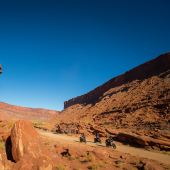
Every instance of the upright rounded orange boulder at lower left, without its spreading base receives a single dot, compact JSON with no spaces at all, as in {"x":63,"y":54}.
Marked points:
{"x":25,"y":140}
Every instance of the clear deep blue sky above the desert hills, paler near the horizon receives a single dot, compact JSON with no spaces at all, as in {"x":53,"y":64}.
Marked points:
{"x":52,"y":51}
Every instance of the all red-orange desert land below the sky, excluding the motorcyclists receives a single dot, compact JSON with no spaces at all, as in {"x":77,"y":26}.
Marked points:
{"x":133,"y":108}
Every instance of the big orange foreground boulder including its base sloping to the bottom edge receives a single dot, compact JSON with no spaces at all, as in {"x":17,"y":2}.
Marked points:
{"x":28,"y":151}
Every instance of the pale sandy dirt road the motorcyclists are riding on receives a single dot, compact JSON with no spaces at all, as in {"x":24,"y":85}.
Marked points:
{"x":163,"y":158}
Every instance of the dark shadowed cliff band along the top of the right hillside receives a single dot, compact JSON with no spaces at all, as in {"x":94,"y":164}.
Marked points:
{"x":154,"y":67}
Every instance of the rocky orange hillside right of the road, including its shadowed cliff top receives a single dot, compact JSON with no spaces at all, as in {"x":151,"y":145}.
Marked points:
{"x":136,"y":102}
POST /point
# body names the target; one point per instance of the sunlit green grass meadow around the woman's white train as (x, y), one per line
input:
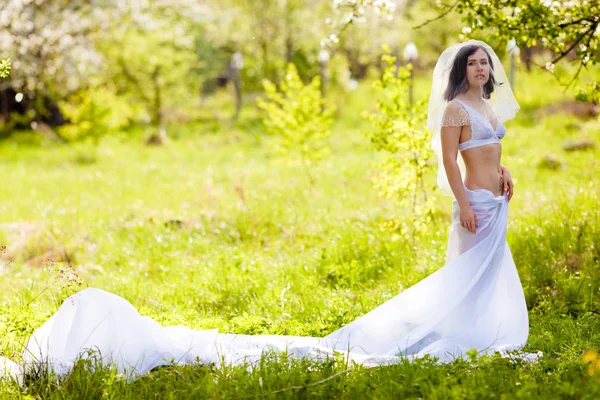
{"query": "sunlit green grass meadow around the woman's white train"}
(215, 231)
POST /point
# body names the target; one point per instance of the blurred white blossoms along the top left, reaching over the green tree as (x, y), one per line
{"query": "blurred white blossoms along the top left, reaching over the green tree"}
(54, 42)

» What the task asks
Please output every record above exactly as written, leaving out the pictures.

» Written solution
Every instance of the upright rounded orange boulder at lower left, without its spreading base receives a single dot, compact JSON with no spaces at all, as in {"x":63,"y":54}.
Marked points:
{"x":25,"y":140}
Every instance of the clear deep blue sky above the desert hills, paler near the horizon receives a single dot, compact JSON with no spaces at all, as in {"x":53,"y":64}.
Marked points:
{"x":52,"y":51}
Every instance of the all red-orange desert land below the sky, excluding the motorcyclists receives a single dot, compact JSON with no spaces at all, as in {"x":77,"y":26}.
Marked points:
{"x":133,"y":108}
Every instance of the big orange foreground boulder including its base sloping to the bottom edge receives a single dot, compact JSON with no spaces at all, as in {"x":17,"y":2}.
Marked points:
{"x":28,"y":151}
Every instance of the pale sandy dirt road the motorcyclists are riding on receives a single dot, compact JSON with no spaces at all, as in {"x":24,"y":85}.
Marked points:
{"x":163,"y":158}
Every instance of the dark shadowed cliff band along the top of the right hillside receives a single dot, compact JSON with no spaces at all, as in {"x":94,"y":164}.
Marked points:
{"x":154,"y":67}
Every instance of the rocky orange hillside right of the road, including its shadowed cliff top receives a single dot, compact JSON with no spaces at all, as in {"x":151,"y":145}.
Marked points:
{"x":136,"y":102}
POST /point
# body names the target; one point per instance of the sunlit green grass meadow around the woman's white train as (x, y), one per line
input:
{"query": "sunlit green grass meadow around the woman's white train"}
(215, 231)
POST /point
# body names the target; one point per instance of the blurred white blossoms along the top left, reaching over the green tree as (x, y), one per line
{"query": "blurred white blossoms along the top left, reaching over the green tree"}
(54, 42)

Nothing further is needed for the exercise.